- _Exercise requirements_
**a.** In the bankruptcy court order, what annual interest rate applies to the sum the plaintiff recovers?
**b.** Write out everything in the bankruptcy court order from "Accordingly, for the" down to "to the contrary.".
**c.** Resume the bankruptcy court order after its final sentence.

- _Text passage_
________________________

Accordingly, for the foregoing separate and independent reasons, it is hereby
ORDERED, ADJUDGED AND DECREED that the defendant's indebtedness to plaintiff in the sum of $36,000 be, and it is hereby, declared to be nondischargeable in bankruptcy. It is further, accordingly,
ADJUDGED that plaintiff have and recover the same sum from defendant plus interest at the rate of 12% per annum from August 1, 1982.
NOTES
[1]  If this rule were generally to be accepted, obligations for past due alimony, maintenance or support would be dischargeable, as would most "hold harmless" obligations. The cases, without exception, however, hold to the contrary.
[2]  The Williams decision, for instance, involved, in part, attorney's fees for services which had been performed long before the award made by the court. The services for which the fees were awarded were, in fact, performed prior to the award of the dissolution court. And the Williams case cited with approval the prior decision of this court in In re Jensen, 17 B.R. 537 (Bkrtcy.W.D.Mo.1982), in which this court held obligations to pay for debts formerly incurred to be nondischargeable in bankruptcy.

________________________

[Extracted data entries]
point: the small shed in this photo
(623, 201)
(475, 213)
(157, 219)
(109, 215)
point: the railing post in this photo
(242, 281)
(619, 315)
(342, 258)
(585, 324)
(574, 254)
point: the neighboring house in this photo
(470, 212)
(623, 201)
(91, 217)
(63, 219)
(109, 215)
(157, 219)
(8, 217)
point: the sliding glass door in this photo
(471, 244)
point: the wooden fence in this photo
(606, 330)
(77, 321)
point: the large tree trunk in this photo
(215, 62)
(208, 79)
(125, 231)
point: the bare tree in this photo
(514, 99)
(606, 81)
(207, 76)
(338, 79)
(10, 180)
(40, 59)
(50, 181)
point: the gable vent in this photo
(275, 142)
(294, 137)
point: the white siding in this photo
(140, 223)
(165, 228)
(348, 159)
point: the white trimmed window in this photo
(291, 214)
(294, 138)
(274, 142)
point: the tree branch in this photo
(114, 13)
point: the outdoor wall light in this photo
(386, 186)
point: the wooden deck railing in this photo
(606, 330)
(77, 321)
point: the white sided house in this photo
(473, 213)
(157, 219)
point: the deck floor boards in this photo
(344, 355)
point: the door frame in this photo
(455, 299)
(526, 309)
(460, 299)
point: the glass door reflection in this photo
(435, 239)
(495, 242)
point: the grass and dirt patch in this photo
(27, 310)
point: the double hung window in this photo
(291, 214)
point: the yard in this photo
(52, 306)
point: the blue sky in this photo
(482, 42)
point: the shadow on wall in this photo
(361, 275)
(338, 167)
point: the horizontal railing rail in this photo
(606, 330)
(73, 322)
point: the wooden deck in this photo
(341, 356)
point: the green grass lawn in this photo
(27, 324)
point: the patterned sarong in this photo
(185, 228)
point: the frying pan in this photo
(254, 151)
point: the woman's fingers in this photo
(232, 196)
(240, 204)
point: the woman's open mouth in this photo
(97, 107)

________________________

- _Outputs in order_
**a.** 12% per annum.

**b.**
Accordingly, for the foregoing separate and independent reasons, it is hereby
ORDERED, ADJUDGED AND DECREED that the defendant's indebtedness to plaintiff in the sum of $36,000 be, and it is hereby, declared to be nondischargeable in bankruptcy. It is further, accordingly,
ADJUDGED that plaintiff have and recover the same sum from defendant plus interest at the rate of 12% per annum from August 1, 1982.
NOTES
[1]  If this rule were generally to be accepted, obligations for past due alimony, maintenance or support would be dischargeable, as would most "hold harmless" obligations. The cases, without exception, however, hold to the contrary.

**c.**
[3]  In that case, the nondischargeable award was, in part, for dental services rendered prior to the dissolution decree and paid for by the debtor's former spouse. Thus, as in the case at bar, the award was in the form of compensation for a past necessary. The earmarking of the payment for use to purchase a necessary in the future was not a consideration in making the award.
[4]  See note 3, supra. If a party's obligation to another is based upon his disposition or appropriation of a necessary of another, it would seem that the obligation is on account of a necessary.
[5]  See tr. 8 of the hearing of January 3, 1986, in which the plaintiff states that she received one lump sum award of $32,125, which the defendant paid; that she was to additionally receive maintenance of $750 per month for a year; and that the $36,000 was to be paid by August 1, 1982, or bear interest at 12% per annum thereafter. On tr. 9, she further states that, with the $23,000 she bought a house in Belton, Missouri; and that it was her belief and understanding that the $36,000 was designed to be paid to her when the $750 per month had run out "for maintenance . . . and that is why it was to be paid after the official maintenance terminated."
[6]  See note 5, supra.
[7]  Cf. note 4, supra.
[8]  See note 5, supra.
[9]  In the Stout case, the bankruptcy court had gone the other way, holding the obligation to be dischargeable. But, in view of the court appeals' statement to this effect, this only shows the wide latitude to be granted to the bankruptcy court in this regard.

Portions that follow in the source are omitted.